▶ [Task details]:
Please say whether each statement below agrees with the blog post about charting and nurses that follows. Answer yes or no for each, and quote the words of the post that decide it.
(a) The writer pre-rounded and recorded vitals for sixteen patients.
(b) The writer knows what every part of the abbreviation BRP X F stands for.
(c) The writer asked about a patient's antibiotics in person on the patient's floor.

▶ [Document excerpt]:
####################

Sunday, September 18, 2005

Where's The Love?

During the process of pre-rounding and recording vitals for sixteen (yes, sixteen) of our team's patients yesterday morning (what, you have something better to do between 5 AM and 6:30 AM on a Saturday after having been up the whole night?), I found myself incredibly frustrated trying to decipher what the nurses had written in the chart over the course of the last 24 hours. 300 cc urine at 4AM, with the 3 crossed out, a 0 added in front, a 2.7 thrown in the middle, and a drop of espresso covering the remainder of the corrections. Unreadable abbreviations for things that make no sense, like BRP X F (I know the BRP is for "bathroom privileges", but that's about it) and JPDNC (not even going to try with that one). Of course, this is ignoring all of the times where there is absolutely nothing recorded for an entire shift (no BP, no pulse, no ins/outs...nada), leaving me with nothing to report when we round. This then leads to the chief checking the chart during rounds and often finding vitals recorded at "5:30AM", with a full set of vitals that has miraculously appeared during a time vortex somewhere between 5:30 and 7:00 AM that allowed the nurse to travel back through time, take the vitals, record them, and return just in time to watch me look like a total idiot in front of everyone.

Add to this the frustration of being screamed at by scrub nurses for the cursed sin of taking up space, being given attitude for going so far as to ask a nurse how a patient was doing, and being accused by one nurse of being a prank caller when I asked about one patient's antibiotics over the local phone system from a floor below ("How do I really know you are a medical student and not some prank caller?" I mean, c'mon now, if that's what prank calling has actually come to these days, Haywood Jablomie and Mike Rotch must be rolling in their graves), and it's pretty clear that my introduction to the doctor-nurse divide has not been that smooth.

####################

▶ [Provided material]:
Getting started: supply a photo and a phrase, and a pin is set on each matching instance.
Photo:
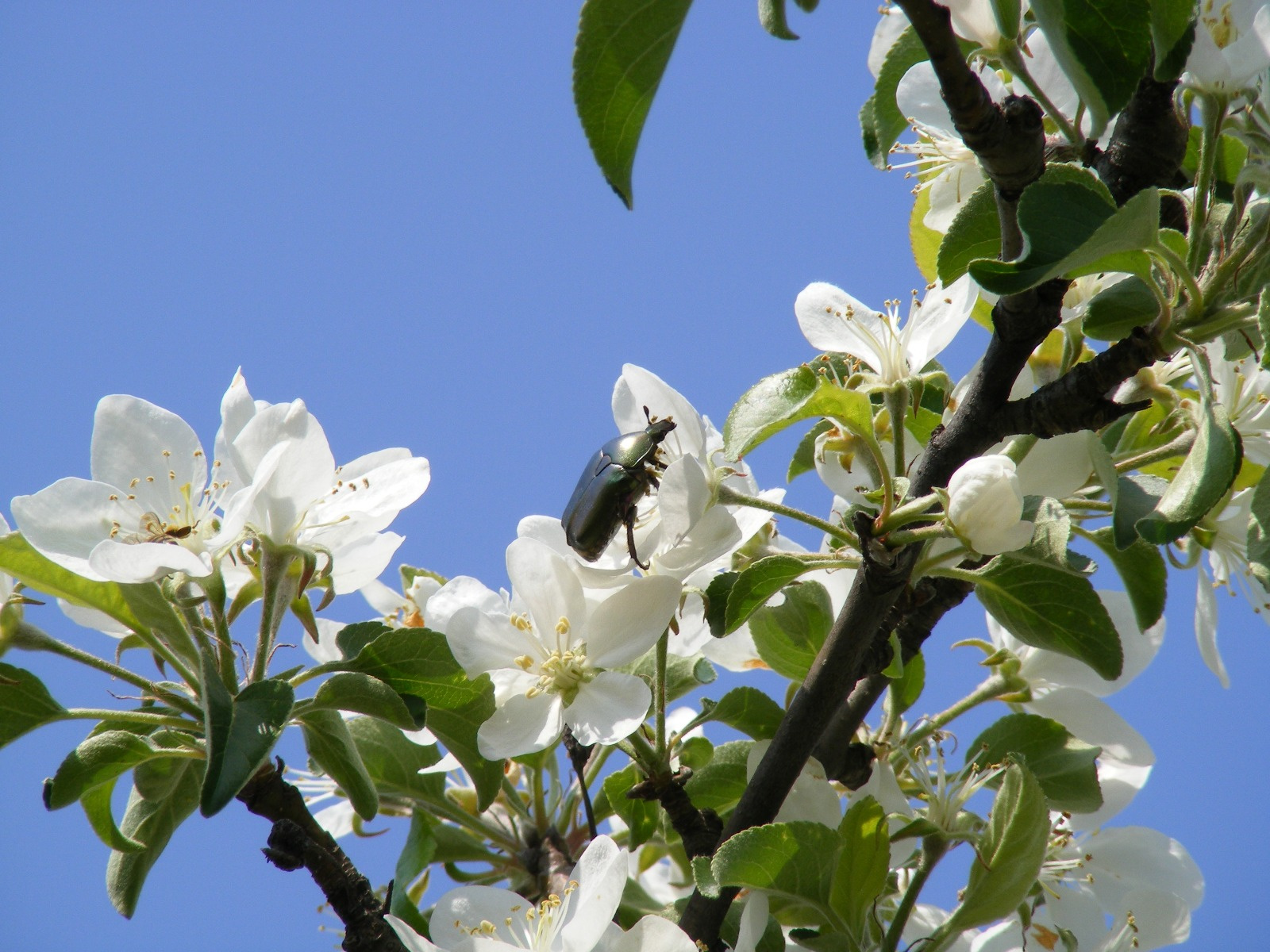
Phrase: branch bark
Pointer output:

####################

▶ [Exercise output]:
(a) Yes: "recording vitals for sixteen (yes, sixteen) of our team's patients"
(b) No: "I know the BRP is for "bathroom privileges", but that's about it"
(c) No: "I asked about one patient's antibiotics over the local phone system from a floor below"